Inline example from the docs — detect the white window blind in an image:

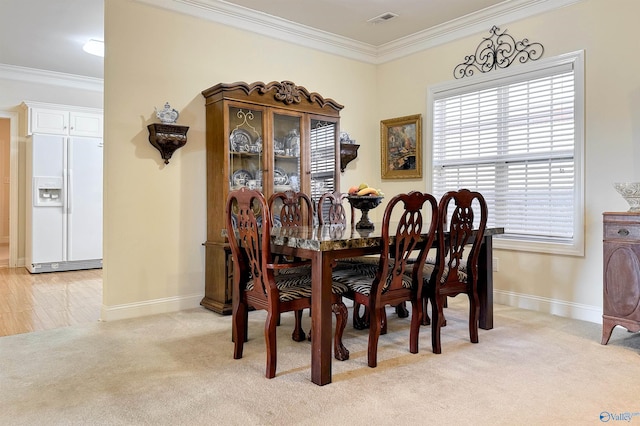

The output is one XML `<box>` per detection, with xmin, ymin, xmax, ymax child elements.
<box><xmin>431</xmin><ymin>52</ymin><xmax>582</xmax><ymax>253</ymax></box>
<box><xmin>310</xmin><ymin>119</ymin><xmax>336</xmax><ymax>202</ymax></box>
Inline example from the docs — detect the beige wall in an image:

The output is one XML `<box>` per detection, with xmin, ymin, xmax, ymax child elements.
<box><xmin>0</xmin><ymin>118</ymin><xmax>11</xmax><ymax>244</ymax></box>
<box><xmin>376</xmin><ymin>0</ymin><xmax>640</xmax><ymax>321</ymax></box>
<box><xmin>104</xmin><ymin>0</ymin><xmax>378</xmax><ymax>319</ymax></box>
<box><xmin>0</xmin><ymin>0</ymin><xmax>628</xmax><ymax>321</ymax></box>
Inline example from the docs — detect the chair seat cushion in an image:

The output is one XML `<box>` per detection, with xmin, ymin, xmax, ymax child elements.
<box><xmin>405</xmin><ymin>259</ymin><xmax>467</xmax><ymax>284</ymax></box>
<box><xmin>333</xmin><ymin>258</ymin><xmax>412</xmax><ymax>296</ymax></box>
<box><xmin>246</xmin><ymin>272</ymin><xmax>349</xmax><ymax>302</ymax></box>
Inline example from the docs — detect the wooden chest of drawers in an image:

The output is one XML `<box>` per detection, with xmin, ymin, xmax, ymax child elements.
<box><xmin>602</xmin><ymin>212</ymin><xmax>640</xmax><ymax>345</ymax></box>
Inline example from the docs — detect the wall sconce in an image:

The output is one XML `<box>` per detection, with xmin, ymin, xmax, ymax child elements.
<box><xmin>340</xmin><ymin>132</ymin><xmax>360</xmax><ymax>172</ymax></box>
<box><xmin>147</xmin><ymin>102</ymin><xmax>189</xmax><ymax>164</ymax></box>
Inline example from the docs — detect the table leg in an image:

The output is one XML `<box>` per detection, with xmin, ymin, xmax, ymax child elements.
<box><xmin>478</xmin><ymin>235</ymin><xmax>493</xmax><ymax>330</ymax></box>
<box><xmin>311</xmin><ymin>251</ymin><xmax>332</xmax><ymax>386</ymax></box>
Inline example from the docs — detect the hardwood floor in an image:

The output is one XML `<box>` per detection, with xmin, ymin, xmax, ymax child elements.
<box><xmin>0</xmin><ymin>268</ymin><xmax>102</xmax><ymax>336</ymax></box>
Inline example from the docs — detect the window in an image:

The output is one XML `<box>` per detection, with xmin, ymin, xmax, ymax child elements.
<box><xmin>310</xmin><ymin>119</ymin><xmax>336</xmax><ymax>203</ymax></box>
<box><xmin>429</xmin><ymin>52</ymin><xmax>584</xmax><ymax>255</ymax></box>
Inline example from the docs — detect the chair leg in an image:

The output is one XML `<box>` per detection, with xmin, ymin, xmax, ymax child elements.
<box><xmin>396</xmin><ymin>302</ymin><xmax>409</xmax><ymax>318</ymax></box>
<box><xmin>469</xmin><ymin>294</ymin><xmax>480</xmax><ymax>343</ymax></box>
<box><xmin>367</xmin><ymin>308</ymin><xmax>384</xmax><ymax>368</ymax></box>
<box><xmin>231</xmin><ymin>303</ymin><xmax>248</xmax><ymax>359</ymax></box>
<box><xmin>430</xmin><ymin>296</ymin><xmax>444</xmax><ymax>354</ymax></box>
<box><xmin>264</xmin><ymin>312</ymin><xmax>278</xmax><ymax>379</ymax></box>
<box><xmin>409</xmin><ymin>300</ymin><xmax>424</xmax><ymax>354</ymax></box>
<box><xmin>353</xmin><ymin>302</ymin><xmax>369</xmax><ymax>330</ymax></box>
<box><xmin>422</xmin><ymin>297</ymin><xmax>433</xmax><ymax>325</ymax></box>
<box><xmin>292</xmin><ymin>310</ymin><xmax>307</xmax><ymax>342</ymax></box>
<box><xmin>331</xmin><ymin>300</ymin><xmax>349</xmax><ymax>361</ymax></box>
<box><xmin>380</xmin><ymin>308</ymin><xmax>387</xmax><ymax>335</ymax></box>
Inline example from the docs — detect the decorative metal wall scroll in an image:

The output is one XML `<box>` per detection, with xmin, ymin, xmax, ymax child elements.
<box><xmin>453</xmin><ymin>25</ymin><xmax>544</xmax><ymax>79</ymax></box>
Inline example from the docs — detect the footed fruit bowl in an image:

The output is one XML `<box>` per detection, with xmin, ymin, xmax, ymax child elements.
<box><xmin>613</xmin><ymin>182</ymin><xmax>640</xmax><ymax>212</ymax></box>
<box><xmin>347</xmin><ymin>195</ymin><xmax>384</xmax><ymax>229</ymax></box>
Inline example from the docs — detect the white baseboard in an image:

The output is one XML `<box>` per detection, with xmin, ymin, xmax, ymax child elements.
<box><xmin>100</xmin><ymin>294</ymin><xmax>202</xmax><ymax>321</ymax></box>
<box><xmin>100</xmin><ymin>290</ymin><xmax>602</xmax><ymax>324</ymax></box>
<box><xmin>493</xmin><ymin>290</ymin><xmax>602</xmax><ymax>324</ymax></box>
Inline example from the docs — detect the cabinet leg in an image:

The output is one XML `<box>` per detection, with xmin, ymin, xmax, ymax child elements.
<box><xmin>600</xmin><ymin>319</ymin><xmax>616</xmax><ymax>345</ymax></box>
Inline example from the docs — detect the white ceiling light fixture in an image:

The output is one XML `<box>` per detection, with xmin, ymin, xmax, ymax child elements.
<box><xmin>82</xmin><ymin>38</ymin><xmax>104</xmax><ymax>58</ymax></box>
<box><xmin>367</xmin><ymin>12</ymin><xmax>398</xmax><ymax>24</ymax></box>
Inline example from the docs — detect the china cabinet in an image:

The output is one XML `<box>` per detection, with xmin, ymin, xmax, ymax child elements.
<box><xmin>201</xmin><ymin>81</ymin><xmax>343</xmax><ymax>314</ymax></box>
<box><xmin>602</xmin><ymin>212</ymin><xmax>640</xmax><ymax>345</ymax></box>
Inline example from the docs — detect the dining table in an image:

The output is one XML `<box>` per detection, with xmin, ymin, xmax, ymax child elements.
<box><xmin>271</xmin><ymin>223</ymin><xmax>504</xmax><ymax>386</ymax></box>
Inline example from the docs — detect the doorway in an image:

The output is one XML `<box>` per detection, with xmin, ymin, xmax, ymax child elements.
<box><xmin>0</xmin><ymin>110</ymin><xmax>18</xmax><ymax>268</ymax></box>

########################################

THE TASK:
Copy the lines word for word, from the line that contains "Inline example from the docs — detect the doorway" through the last line.

TASK OUTPUT:
Inline example from the docs — detect the doorway in an image:

The output is one XML `<box>` per detection, with xmin, ymin, xmax, ymax child elements.
<box><xmin>0</xmin><ymin>110</ymin><xmax>18</xmax><ymax>268</ymax></box>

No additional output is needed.